**Supplied text:**
■ ■ ■ ■ ■

Iran and six world powers reached a deal Tuesday to limit Tehran's nuclear capabilities, a result of almost two years of negotiations. In a comprehensive accord, the nations settled on terms that include a 98 percent drop in Iran's stockpile of low-level enriched uranium and two-thirds reduction of centrifuges in exchange for the lifting of sanctions.
The highly anticipated agreement has been lauded by negotiating nations as a historic moment for choosing diplomatic solutions over conflict, while hard-liners and critics of the deal have said it is not robust enough to stop Iran from getting a bomb.
Elsewhere the agreement was both praised and condemned, as reactions rolled in from around the world.
Russian President Vladimir Putin welcomed the deal in a statement, saying Russia is certain "the world heaved a sigh of relief today." Putin also expressed gratitude toward the negotiating teams, praising the nations involved for choosing stability and cooperation over force.
Russia is the most likely destination for the stockpiled uranium that Iran will have to get rid of under the terms of the deal.
Putin concluded his statement by addressing the issue of compliance, vowing that "Russia will do everything in its power to ensure the full implementation of the Vienna agreements, assisting in strengthening global and regional security, global nuclear non-proliferation, the creation in the Middle East of a zone free from weapons of mass destruction and their means of delivery, and the mobilization of a broad coalition in the region to counter terrorist threats."
British Prime Minister David Cameron similarly praised the deal, saying that it "secures our fundamental aim -- to keep Iran from developing a nuclear weapon -- and that will help to make our world a safer place."
"There is a real opportunity for Iran to benefit from this agreement in terms of its economy," Cameron added, "but this will only happen if Iran delivers on all the agreed actions required to fully address international concerns about its program."
Fresh out of the highly contentious talks on Greece's debt crisis, German Chancellor Angela Merkel called the Iran deal an "important success" in a statement.
"I appeal on all sides to contribute to a speedy implementation," said Merkel.

■ ■ ■ ■ ■

**Material provided:**
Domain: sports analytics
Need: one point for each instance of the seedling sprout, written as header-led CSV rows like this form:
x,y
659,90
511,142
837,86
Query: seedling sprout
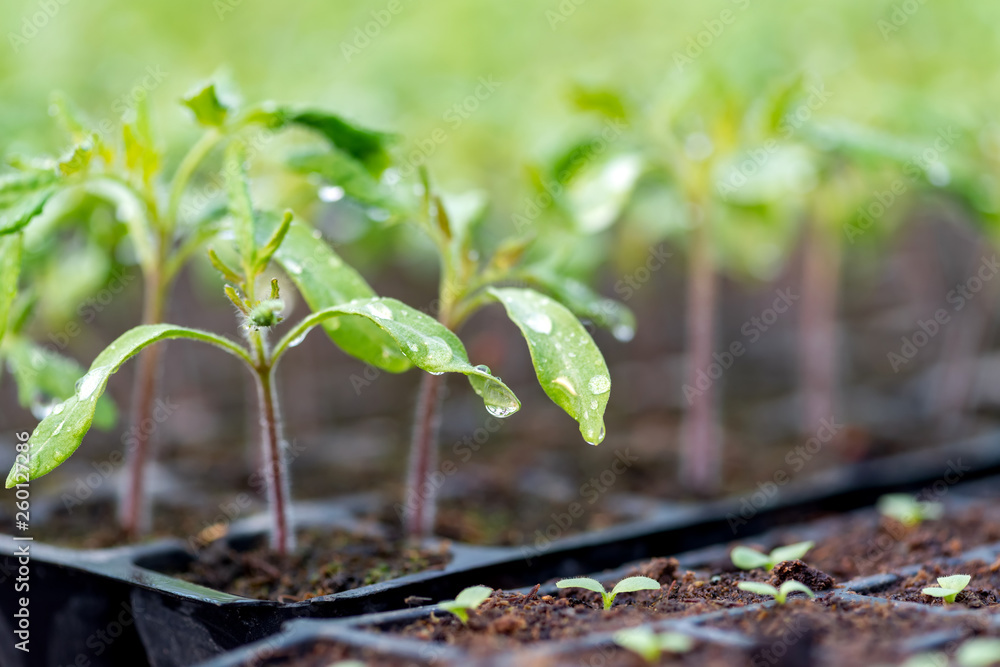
x,y
650,645
948,588
780,595
466,601
746,558
627,585
908,510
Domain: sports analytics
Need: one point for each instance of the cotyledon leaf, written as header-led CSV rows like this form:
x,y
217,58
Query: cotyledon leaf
x,y
10,271
427,344
62,431
568,364
325,281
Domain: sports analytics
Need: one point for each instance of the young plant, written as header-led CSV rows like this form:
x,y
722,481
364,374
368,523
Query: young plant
x,y
907,510
567,362
466,601
746,558
650,645
627,585
369,327
167,219
948,588
780,594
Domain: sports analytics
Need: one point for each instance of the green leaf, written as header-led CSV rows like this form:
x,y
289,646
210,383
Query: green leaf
x,y
568,363
746,558
427,343
62,431
208,109
23,197
608,314
325,281
10,271
582,582
366,146
633,584
790,552
43,375
337,168
758,588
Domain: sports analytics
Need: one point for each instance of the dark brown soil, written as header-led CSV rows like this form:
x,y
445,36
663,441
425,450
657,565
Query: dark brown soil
x,y
510,619
982,591
836,632
326,562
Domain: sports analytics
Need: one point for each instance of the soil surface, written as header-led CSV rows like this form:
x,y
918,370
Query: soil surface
x,y
325,562
982,591
837,632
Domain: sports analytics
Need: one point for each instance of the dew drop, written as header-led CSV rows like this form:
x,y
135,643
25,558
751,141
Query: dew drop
x,y
539,322
600,384
380,310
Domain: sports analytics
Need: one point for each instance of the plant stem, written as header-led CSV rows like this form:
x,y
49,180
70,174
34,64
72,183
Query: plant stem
x,y
133,509
275,464
421,494
700,449
818,324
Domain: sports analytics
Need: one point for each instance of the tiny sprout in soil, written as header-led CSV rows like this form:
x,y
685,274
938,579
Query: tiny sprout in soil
x,y
948,588
650,645
908,510
627,585
746,558
466,601
780,595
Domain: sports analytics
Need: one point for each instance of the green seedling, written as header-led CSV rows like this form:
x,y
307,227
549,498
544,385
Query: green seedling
x,y
780,595
948,588
907,510
650,645
746,558
466,601
979,652
370,327
166,217
627,585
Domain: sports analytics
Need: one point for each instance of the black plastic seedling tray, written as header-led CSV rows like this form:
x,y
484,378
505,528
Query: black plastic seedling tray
x,y
80,593
371,635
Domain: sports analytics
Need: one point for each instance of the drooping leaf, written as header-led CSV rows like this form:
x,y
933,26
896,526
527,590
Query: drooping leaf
x,y
206,106
23,196
368,147
427,343
340,169
325,281
44,376
62,431
608,314
569,366
10,271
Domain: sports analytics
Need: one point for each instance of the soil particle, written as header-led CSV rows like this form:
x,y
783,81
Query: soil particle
x,y
796,570
326,562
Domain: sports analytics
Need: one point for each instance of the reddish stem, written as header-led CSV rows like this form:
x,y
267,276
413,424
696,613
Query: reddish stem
x,y
421,494
274,447
700,446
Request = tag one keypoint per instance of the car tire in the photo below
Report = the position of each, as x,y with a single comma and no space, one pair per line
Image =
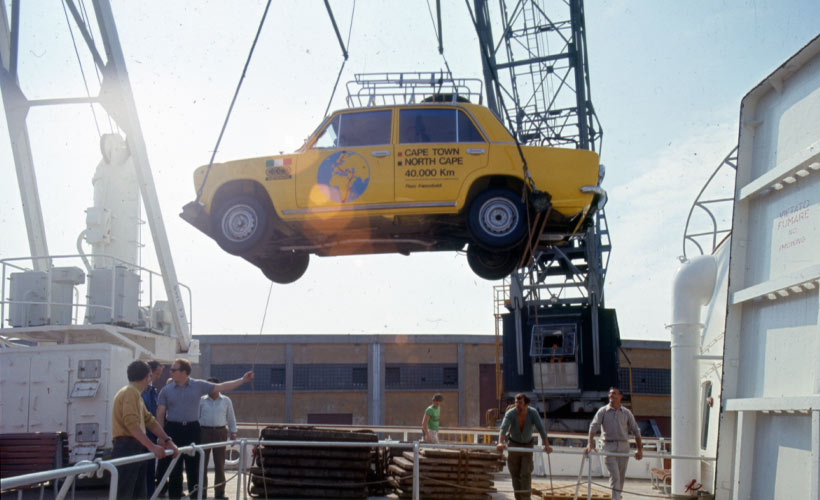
497,218
286,268
241,224
492,265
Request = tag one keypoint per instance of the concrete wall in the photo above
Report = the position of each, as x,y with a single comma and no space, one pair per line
330,402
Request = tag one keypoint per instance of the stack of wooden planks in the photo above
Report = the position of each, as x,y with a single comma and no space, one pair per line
311,471
565,490
447,474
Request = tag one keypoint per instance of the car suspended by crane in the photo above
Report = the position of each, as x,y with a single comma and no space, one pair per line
435,172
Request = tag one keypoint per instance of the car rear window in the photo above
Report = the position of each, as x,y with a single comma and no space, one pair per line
436,125
367,128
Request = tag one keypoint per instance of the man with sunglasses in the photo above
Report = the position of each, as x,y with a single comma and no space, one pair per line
516,428
178,413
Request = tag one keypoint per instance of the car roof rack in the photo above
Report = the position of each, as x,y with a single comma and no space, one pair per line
385,89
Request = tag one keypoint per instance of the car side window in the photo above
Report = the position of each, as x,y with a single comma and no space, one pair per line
366,128
329,138
435,126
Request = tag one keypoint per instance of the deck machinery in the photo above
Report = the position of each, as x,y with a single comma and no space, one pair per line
559,342
72,323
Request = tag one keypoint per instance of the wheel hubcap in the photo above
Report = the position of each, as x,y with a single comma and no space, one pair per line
239,223
498,216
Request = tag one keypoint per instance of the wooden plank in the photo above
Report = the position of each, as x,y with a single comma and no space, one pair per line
563,489
452,461
290,472
342,453
292,433
472,455
317,463
307,482
281,492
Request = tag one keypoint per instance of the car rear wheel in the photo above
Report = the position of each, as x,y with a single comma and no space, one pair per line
497,218
241,224
492,265
285,268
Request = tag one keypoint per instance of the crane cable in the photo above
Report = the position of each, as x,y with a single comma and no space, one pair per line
345,52
486,58
438,33
233,101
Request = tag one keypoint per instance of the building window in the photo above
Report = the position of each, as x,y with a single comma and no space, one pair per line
421,376
650,381
330,377
266,378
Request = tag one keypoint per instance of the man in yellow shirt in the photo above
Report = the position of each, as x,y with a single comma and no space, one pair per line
130,418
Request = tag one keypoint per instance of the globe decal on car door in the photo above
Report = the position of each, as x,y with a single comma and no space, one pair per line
343,176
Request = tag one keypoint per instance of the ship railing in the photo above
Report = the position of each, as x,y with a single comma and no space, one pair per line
75,270
99,467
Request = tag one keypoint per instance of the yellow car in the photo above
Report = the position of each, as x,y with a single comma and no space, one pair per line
403,178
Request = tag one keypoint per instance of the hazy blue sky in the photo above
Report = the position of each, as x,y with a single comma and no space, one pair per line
667,78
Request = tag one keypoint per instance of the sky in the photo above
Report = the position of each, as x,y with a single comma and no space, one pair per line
666,78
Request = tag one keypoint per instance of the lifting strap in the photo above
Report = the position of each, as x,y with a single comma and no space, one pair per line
233,101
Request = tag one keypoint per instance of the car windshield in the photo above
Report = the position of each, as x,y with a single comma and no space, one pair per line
364,128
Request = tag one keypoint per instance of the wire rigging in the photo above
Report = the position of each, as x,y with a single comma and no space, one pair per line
82,71
345,52
233,101
438,32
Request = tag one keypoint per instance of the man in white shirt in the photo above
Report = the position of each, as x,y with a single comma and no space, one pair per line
615,422
216,418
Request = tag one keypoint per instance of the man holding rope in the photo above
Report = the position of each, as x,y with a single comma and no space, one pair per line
516,428
616,422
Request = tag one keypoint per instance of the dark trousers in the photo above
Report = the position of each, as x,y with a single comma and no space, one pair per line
215,435
520,467
183,435
150,468
131,477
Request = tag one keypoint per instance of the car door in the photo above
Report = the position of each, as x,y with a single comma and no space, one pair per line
350,164
438,148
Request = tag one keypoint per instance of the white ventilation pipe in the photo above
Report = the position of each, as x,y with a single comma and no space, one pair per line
693,288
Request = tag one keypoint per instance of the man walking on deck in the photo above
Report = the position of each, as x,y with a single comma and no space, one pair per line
129,421
516,428
432,416
149,397
178,412
615,422
216,418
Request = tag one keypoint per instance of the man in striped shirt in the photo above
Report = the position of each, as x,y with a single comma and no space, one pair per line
215,414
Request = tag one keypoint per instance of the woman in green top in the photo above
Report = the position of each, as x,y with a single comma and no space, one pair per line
429,425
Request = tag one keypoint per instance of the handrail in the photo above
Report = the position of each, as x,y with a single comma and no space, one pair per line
99,466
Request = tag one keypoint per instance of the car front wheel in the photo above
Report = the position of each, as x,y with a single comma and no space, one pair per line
497,218
241,224
285,268
492,265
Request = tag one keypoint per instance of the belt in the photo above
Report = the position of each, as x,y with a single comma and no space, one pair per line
518,443
183,423
125,439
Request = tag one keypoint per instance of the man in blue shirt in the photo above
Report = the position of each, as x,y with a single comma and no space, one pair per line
149,397
516,428
178,413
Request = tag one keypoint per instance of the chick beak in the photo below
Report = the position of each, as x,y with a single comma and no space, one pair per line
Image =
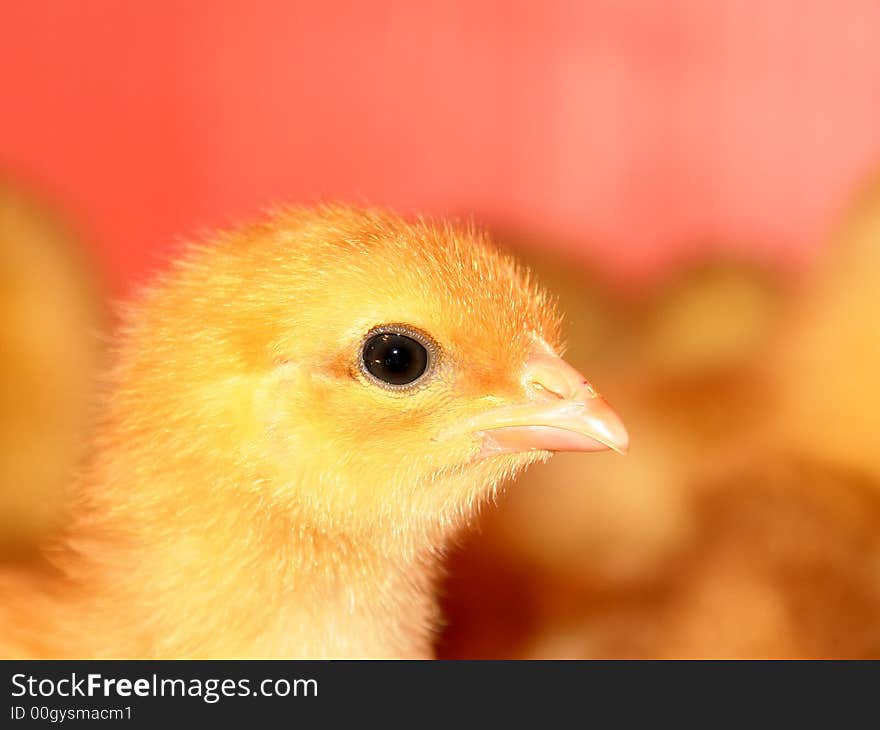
560,411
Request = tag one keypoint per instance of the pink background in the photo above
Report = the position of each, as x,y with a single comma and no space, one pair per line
634,132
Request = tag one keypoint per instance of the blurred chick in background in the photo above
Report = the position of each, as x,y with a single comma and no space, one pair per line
747,521
299,416
50,320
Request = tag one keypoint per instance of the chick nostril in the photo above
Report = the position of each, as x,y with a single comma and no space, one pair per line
541,390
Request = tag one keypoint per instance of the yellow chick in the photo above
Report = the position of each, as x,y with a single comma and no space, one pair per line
299,417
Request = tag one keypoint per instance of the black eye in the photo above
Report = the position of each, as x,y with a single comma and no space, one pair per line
395,358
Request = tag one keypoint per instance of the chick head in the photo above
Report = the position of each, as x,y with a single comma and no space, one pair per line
356,369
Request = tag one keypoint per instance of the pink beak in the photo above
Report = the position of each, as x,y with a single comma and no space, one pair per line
560,412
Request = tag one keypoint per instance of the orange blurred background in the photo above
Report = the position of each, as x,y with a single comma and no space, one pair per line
670,168
628,131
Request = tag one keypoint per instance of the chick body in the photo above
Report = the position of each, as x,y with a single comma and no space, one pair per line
250,492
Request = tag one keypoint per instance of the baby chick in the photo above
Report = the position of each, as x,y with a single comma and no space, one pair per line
50,308
299,418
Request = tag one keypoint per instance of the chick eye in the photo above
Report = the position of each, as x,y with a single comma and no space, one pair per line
395,358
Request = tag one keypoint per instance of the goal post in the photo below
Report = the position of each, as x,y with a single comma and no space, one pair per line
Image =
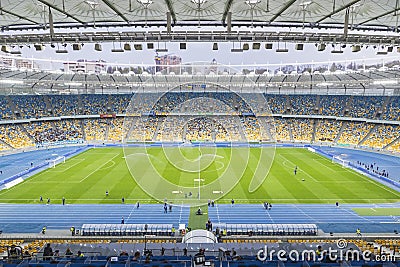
344,163
56,161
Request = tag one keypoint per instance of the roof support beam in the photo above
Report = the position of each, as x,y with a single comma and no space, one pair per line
61,11
171,10
338,10
228,5
18,16
110,5
283,9
379,16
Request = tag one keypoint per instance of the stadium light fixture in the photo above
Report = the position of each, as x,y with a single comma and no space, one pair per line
5,49
268,46
76,47
256,46
127,47
12,81
356,48
61,51
281,50
97,47
215,46
38,47
299,46
384,82
162,50
15,52
117,50
321,47
236,50
73,84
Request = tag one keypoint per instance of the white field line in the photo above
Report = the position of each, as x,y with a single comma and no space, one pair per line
98,168
300,169
73,165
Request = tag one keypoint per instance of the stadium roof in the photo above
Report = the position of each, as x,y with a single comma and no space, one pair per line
263,15
363,82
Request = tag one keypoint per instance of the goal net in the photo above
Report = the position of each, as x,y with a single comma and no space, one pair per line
56,161
343,162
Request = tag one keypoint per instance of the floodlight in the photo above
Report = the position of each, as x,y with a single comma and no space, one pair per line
5,49
321,47
127,47
268,46
256,46
38,47
97,47
76,46
215,46
356,48
299,46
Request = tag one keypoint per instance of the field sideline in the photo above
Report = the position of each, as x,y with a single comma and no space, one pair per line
86,177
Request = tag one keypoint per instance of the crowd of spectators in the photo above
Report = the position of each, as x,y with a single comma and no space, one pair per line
302,130
14,136
327,130
302,104
373,168
382,136
365,107
54,131
30,106
95,129
152,127
282,130
5,110
36,106
354,132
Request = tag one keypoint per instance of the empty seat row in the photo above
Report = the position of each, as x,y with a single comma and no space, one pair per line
126,229
268,229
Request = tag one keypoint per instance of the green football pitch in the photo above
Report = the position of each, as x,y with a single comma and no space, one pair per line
86,177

■ ■ ■ ■ ■

**What to do:**
[A] Print the passage from the article on the Iran nuclear deal that begins at the words "Iran and six" and ends after the words "around the world.".
[B] According to the article on the Iran nuclear deal, which country is the most likely destination for the stockpiled uranium that Iran must get rid of?
The records have nothing to do with the article on the Iran nuclear deal.

**Solution list:**
[A]
Iran and six world powers reached a deal Tuesday to limit Tehran's nuclear capabilities, a result of almost two years of negotiations. In a comprehensive accord, the nations settled on terms that include a 98 percent drop in Iran's stockpile of low-level enriched uranium and two-thirds reduction of centrifuges in exchange for the lifting of sanctions.
The highly anticipated agreement has been lauded by negotiating nations as a historic moment for choosing diplomatic solutions over conflict, while hard-liners and critics of the deal have said it is not robust enough to stop Iran from getting a bomb.
Elsewhere the agreement was both praised and condemned, as reactions rolled in from around the world.

[B] Russia